**WHAT YOU NEED TO DO**
Output the listing below, all of it, exactly as given.

**EXTRACTED ENTRIES**
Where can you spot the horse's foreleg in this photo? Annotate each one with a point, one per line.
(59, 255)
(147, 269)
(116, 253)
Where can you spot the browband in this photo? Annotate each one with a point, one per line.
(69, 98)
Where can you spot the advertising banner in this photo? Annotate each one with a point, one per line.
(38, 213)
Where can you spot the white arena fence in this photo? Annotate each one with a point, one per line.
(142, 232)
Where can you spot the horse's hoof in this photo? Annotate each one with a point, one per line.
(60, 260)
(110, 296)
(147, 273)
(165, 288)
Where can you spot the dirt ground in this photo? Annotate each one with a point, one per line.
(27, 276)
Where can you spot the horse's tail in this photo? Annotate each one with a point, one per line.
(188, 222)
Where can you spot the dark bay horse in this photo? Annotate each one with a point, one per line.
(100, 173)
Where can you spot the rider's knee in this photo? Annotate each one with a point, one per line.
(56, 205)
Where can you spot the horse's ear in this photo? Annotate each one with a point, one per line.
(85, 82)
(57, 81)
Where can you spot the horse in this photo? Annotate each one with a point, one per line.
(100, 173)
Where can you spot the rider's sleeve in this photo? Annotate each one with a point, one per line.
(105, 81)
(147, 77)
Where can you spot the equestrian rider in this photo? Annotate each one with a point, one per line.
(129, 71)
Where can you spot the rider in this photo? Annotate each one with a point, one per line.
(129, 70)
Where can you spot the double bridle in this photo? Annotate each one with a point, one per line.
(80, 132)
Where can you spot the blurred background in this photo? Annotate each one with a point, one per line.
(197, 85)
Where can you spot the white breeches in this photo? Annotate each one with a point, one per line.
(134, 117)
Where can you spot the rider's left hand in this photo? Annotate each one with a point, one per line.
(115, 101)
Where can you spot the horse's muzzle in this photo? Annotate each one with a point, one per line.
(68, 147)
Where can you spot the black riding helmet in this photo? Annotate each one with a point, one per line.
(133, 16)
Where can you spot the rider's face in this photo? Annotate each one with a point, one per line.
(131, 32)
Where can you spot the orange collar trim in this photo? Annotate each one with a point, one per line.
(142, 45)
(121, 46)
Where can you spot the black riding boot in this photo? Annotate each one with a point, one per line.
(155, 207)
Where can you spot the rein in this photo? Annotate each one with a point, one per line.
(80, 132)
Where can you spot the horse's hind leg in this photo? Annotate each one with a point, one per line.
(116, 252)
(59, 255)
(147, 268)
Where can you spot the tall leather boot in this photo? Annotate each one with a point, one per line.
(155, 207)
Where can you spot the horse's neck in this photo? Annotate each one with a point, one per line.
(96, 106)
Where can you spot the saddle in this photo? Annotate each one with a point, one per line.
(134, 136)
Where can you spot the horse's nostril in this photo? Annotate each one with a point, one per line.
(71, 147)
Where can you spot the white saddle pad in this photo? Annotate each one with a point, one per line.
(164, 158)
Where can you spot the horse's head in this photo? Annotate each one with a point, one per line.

**WRITTEN RESPONSE**
Where can you spot the horse's foreleg in this photo? Annotate each one with a point, one per line.
(59, 255)
(147, 269)
(116, 253)
Where can you spot the browband in this photo? Annotate each one with a point, one per line.
(69, 98)
Where can you spot the advertising banner in this photo? Annotate each one with a point, one per line.
(38, 213)
Where can you spot the white arena fence in this photo? Annotate each one with a point, one per line.
(142, 232)
Where can you spot the horse's hoof in this photo? Annotate each one with a point, one per line.
(60, 260)
(110, 296)
(147, 273)
(165, 288)
Where can you spot the dirt ground in this photo? Annotate each one with a point, one per line.
(27, 276)
Where can you spot the horse's tail in this photo? Annotate each one with a point, one per line.
(188, 222)
Where can you spot the dark bay horse in this photo? Annotate each one with a point, one per line.
(100, 173)
Where can you spot the rider's knee in this photo? Annotate each one with a point, one per line.
(56, 205)
Where can you spot the horse's ear in this photo? Annotate each one with a point, one per line.
(85, 82)
(57, 81)
Where can you spot the horse in this photo? Annotate each one with a point, one per line.
(100, 173)
Where can you spot the rider's sleeve in this photo? Annotate each one with a point, one per line.
(105, 81)
(147, 77)
Where can you spot the equestrian rider in this photo? Annotate each one with a point, one per line.
(129, 71)
Where can you spot the rider in this photo? Annotate each one with a point, one per line.
(129, 70)
Where can you spot the double bridle in this photo? Annotate each one with a point, one per line.
(80, 132)
Where can you spot the blurred background in this photo? Annotate each one with a point, one per line.
(197, 85)
Where can you spot the white breeches in this photo? Annotate each one with a point, one per line.
(134, 117)
Where can you spot the rider's left hand in this photo? Annotate each one with a point, one per line.
(115, 101)
Where can you spot the horse's muzzle in this photo? Annotate each one with a point, one per line.
(68, 147)
Where can you spot the black riding helmet in this photo? Annotate each one with a point, one per line.
(133, 16)
Where can you spot the rider's face in this photo? Annotate each one with a point, one per line.
(131, 32)
Where can you spot the orange collar trim in this photo? Annotate each one with a point, one per line.
(142, 45)
(121, 46)
Where can you spot the black riding boot in this photo? Annotate each one with a point, one per line.
(155, 207)
Where can you spot the rein in this photo? Annotate each one with a point, one per line.
(80, 132)
Where can you spot the horse's hind leg in this photo? Annotate each one with a point, one per line.
(116, 252)
(59, 255)
(147, 268)
Where can you spot the tall leather boot in this photo? Annotate each one with a point, one per line.
(155, 207)
Where can you spot the horse's neck in this photo? Annotate each one with a point, one per line.
(96, 106)
Where can you spot the saddle in this photo? Annotate each one with a point, one per line.
(134, 136)
Where can you spot the horse's nostril in this photo? Annotate each one with a point, one per line.
(71, 147)
Where can you spot the white saddle pad in this photo? Annotate each one with a point, one per line.
(164, 158)
Where can you spot the horse's head in this photo? Annotate each one with a point, one per line.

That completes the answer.